What is expected -
From the records, report how many lines hold the word "pattern", with the number as the sole reply.

Data items -
------------------------------------------------
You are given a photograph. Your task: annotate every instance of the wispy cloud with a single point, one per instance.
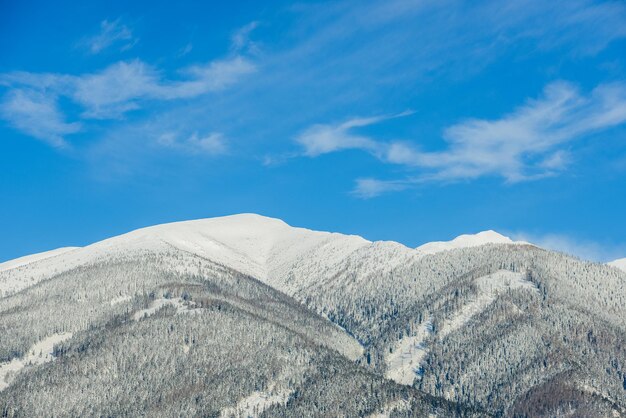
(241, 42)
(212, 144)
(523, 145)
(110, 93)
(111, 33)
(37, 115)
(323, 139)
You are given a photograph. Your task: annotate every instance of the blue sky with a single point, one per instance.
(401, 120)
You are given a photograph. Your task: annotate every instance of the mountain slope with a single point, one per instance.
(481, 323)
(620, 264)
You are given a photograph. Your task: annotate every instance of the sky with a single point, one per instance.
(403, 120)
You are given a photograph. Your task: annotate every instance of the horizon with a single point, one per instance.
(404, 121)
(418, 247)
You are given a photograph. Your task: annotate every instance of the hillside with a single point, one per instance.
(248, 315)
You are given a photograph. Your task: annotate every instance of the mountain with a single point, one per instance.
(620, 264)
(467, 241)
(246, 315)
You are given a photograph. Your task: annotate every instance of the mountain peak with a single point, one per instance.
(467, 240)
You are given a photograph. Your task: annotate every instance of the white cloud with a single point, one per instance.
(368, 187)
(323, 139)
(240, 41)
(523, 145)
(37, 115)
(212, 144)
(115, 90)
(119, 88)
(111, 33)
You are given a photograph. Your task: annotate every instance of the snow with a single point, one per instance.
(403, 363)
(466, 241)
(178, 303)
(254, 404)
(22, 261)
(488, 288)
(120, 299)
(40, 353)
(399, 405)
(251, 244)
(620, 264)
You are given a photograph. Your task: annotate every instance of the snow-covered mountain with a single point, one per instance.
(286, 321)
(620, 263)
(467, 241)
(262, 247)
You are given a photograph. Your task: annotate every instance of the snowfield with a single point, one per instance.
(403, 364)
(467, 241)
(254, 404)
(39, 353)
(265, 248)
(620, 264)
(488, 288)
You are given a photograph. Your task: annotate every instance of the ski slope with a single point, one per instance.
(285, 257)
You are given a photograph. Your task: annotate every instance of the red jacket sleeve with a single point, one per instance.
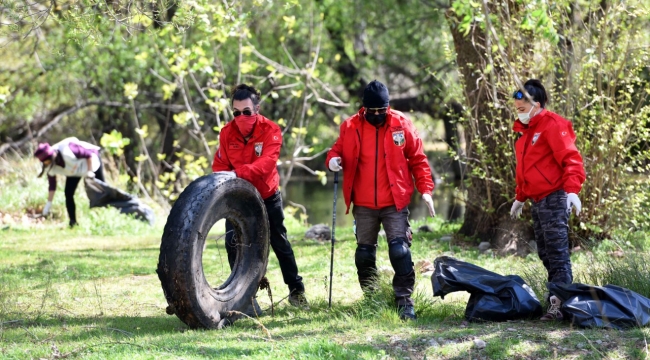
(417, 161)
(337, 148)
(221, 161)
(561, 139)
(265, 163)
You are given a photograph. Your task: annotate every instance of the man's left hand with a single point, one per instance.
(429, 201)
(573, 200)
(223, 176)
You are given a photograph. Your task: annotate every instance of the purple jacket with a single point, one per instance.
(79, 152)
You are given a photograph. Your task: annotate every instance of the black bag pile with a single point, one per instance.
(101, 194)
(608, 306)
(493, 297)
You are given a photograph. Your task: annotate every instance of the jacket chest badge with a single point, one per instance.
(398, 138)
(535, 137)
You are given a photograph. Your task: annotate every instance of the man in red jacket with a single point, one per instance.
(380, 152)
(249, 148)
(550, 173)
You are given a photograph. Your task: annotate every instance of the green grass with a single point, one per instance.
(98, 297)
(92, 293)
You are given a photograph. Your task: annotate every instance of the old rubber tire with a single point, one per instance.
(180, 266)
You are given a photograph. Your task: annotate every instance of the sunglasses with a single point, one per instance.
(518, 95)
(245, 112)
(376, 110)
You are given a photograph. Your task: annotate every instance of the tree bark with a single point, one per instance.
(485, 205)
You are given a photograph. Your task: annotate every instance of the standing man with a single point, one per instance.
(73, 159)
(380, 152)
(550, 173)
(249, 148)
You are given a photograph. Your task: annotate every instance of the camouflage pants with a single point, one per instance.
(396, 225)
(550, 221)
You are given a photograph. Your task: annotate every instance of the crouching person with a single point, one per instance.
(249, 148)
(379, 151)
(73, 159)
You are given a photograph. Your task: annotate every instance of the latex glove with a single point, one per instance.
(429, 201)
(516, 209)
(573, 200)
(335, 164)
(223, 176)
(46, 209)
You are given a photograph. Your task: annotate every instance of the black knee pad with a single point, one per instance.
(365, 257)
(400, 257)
------------------------------------------------
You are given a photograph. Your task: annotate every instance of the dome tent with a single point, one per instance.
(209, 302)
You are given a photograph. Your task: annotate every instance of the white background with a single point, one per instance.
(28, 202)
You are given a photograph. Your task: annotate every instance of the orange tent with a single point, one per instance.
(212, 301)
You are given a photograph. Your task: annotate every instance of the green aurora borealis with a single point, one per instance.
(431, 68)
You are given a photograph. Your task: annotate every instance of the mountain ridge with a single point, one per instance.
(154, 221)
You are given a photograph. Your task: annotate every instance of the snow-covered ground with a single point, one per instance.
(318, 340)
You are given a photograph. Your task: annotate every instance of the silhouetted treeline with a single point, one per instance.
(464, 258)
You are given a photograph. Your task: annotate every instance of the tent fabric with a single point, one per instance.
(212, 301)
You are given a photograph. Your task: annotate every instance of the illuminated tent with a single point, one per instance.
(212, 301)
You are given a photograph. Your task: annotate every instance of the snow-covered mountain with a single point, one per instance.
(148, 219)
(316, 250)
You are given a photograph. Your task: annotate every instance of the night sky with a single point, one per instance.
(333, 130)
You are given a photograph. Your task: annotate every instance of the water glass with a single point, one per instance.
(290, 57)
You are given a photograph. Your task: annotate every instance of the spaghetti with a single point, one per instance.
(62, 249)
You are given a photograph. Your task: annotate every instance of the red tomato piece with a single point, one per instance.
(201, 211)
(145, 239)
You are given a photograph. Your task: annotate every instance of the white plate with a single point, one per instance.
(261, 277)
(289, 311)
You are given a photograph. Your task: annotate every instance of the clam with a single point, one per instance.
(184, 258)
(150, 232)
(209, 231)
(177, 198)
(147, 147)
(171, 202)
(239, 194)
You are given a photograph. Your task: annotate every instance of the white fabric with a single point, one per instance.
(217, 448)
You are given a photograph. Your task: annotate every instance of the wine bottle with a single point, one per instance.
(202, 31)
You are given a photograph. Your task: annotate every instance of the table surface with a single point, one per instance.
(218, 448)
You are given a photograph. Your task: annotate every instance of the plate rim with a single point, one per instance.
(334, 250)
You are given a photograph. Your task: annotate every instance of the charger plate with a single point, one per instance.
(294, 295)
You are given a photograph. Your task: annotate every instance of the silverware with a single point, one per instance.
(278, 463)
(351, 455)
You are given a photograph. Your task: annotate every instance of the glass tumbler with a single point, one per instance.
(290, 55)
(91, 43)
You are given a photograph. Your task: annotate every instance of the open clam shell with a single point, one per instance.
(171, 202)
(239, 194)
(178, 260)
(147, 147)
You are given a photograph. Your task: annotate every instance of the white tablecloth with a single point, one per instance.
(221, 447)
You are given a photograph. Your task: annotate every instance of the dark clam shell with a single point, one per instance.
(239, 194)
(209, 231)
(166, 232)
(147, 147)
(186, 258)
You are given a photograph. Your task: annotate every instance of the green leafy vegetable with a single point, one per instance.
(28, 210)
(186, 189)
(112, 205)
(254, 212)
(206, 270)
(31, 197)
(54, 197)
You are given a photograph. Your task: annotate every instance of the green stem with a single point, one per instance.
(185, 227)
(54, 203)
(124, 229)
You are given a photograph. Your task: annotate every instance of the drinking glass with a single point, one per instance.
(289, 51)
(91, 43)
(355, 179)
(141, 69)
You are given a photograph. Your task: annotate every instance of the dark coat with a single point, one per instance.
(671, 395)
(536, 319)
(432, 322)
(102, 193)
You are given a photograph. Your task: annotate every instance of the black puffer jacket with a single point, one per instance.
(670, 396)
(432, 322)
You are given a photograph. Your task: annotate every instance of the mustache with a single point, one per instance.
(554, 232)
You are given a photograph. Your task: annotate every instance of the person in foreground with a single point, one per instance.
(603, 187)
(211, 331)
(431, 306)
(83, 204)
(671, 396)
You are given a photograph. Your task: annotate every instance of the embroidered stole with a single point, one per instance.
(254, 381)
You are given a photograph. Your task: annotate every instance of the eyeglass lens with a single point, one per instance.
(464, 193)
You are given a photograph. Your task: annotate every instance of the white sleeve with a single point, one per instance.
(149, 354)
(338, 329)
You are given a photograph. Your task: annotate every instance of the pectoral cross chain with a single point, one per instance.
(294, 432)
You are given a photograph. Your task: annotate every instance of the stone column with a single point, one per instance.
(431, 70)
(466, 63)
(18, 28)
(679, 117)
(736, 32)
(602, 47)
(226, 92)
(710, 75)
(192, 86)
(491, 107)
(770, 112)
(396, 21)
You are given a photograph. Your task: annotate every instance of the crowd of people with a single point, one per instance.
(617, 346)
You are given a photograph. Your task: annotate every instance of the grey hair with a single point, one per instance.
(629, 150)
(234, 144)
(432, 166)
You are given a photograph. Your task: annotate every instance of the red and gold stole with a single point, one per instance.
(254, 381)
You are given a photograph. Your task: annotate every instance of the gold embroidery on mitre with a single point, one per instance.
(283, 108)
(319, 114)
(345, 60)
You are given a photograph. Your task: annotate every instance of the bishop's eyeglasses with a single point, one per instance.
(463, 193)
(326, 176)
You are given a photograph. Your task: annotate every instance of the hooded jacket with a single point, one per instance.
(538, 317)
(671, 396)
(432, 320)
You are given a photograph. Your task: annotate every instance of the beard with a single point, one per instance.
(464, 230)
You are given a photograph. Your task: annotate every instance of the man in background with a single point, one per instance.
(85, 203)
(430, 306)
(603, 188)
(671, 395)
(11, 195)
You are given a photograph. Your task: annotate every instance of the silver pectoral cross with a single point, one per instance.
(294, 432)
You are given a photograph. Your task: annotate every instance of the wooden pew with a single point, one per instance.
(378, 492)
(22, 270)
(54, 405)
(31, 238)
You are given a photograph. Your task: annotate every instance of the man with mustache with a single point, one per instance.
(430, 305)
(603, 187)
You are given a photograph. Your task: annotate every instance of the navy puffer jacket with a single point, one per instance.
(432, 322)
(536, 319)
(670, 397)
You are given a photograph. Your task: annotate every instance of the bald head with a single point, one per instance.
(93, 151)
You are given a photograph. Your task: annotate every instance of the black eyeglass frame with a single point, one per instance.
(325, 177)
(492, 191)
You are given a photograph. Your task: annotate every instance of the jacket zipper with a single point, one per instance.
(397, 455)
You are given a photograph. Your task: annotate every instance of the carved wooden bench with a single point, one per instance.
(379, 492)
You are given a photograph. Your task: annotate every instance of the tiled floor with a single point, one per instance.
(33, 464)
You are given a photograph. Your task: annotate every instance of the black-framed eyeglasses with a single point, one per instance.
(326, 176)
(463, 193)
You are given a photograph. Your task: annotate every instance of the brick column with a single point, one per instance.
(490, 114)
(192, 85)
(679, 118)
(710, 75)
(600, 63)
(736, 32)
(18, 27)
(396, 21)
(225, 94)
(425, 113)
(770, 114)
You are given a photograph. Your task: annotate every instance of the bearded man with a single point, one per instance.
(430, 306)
------------------------------------------------
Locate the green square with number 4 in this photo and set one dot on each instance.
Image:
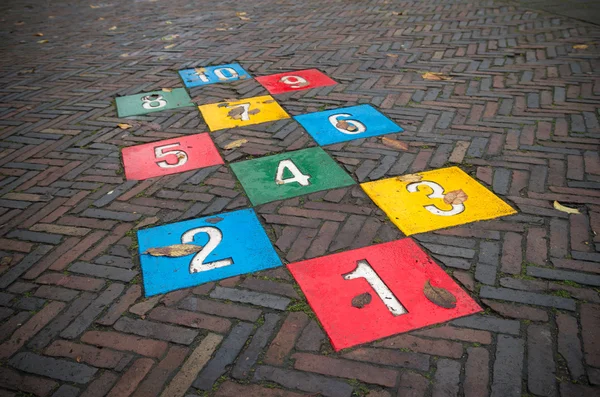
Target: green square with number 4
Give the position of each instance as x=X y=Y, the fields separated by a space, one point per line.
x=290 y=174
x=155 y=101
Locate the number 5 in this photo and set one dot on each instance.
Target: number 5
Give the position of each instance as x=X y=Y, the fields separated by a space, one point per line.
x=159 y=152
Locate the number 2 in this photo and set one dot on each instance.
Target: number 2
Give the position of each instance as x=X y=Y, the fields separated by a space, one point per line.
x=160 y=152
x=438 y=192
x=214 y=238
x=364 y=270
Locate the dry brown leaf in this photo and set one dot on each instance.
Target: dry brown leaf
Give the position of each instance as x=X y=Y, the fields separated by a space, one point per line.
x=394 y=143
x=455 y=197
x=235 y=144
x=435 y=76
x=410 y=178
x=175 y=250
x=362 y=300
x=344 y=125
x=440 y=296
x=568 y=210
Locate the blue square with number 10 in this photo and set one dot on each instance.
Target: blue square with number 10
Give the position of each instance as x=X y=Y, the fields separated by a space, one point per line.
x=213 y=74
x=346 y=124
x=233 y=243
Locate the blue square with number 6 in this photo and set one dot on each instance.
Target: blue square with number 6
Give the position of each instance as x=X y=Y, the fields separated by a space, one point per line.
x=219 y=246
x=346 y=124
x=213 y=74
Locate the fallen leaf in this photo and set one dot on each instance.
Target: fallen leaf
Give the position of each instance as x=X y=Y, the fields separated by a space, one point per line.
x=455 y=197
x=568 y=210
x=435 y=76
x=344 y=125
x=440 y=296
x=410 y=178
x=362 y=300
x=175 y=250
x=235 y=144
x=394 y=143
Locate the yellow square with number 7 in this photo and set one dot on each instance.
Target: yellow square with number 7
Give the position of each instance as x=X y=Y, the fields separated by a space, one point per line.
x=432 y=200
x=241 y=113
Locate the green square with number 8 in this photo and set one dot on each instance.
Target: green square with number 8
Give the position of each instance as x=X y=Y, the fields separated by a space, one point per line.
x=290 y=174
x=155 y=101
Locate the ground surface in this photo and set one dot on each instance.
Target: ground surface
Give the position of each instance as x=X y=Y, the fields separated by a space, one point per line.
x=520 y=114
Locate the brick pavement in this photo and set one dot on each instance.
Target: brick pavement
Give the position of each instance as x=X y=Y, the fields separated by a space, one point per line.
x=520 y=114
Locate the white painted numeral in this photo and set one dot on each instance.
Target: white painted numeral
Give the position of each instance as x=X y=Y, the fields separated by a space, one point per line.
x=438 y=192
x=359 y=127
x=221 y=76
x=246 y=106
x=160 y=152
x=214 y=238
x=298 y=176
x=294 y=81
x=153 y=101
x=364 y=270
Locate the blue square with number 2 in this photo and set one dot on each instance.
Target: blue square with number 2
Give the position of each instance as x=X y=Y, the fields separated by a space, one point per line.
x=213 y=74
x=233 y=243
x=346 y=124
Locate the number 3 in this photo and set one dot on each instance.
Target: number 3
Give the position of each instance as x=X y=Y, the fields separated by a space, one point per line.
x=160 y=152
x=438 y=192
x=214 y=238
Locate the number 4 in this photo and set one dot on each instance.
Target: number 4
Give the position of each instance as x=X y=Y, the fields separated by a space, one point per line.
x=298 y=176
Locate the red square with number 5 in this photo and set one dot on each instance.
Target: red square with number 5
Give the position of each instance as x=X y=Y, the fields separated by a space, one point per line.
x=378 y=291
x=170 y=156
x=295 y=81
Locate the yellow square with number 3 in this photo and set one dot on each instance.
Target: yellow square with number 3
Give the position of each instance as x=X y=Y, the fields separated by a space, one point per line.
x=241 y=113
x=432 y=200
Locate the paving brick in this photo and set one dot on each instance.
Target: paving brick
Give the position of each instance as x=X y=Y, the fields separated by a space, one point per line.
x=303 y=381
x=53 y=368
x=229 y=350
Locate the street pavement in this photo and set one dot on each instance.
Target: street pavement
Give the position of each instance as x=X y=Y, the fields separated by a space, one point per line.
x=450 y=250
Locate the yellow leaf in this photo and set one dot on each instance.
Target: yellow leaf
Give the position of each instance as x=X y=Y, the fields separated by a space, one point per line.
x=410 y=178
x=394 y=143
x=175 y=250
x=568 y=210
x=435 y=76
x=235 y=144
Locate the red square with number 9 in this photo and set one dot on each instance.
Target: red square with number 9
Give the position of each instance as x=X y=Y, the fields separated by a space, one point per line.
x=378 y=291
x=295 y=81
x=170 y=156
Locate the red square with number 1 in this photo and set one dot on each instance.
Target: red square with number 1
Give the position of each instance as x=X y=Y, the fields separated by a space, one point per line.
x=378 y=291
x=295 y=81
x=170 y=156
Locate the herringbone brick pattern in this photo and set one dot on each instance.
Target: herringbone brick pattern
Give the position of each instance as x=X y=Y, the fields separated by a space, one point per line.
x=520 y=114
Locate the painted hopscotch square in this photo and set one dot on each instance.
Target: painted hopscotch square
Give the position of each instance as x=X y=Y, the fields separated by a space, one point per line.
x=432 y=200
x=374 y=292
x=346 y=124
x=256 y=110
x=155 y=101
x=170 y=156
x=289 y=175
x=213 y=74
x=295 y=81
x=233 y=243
------------------------------------------------
Completed task -
2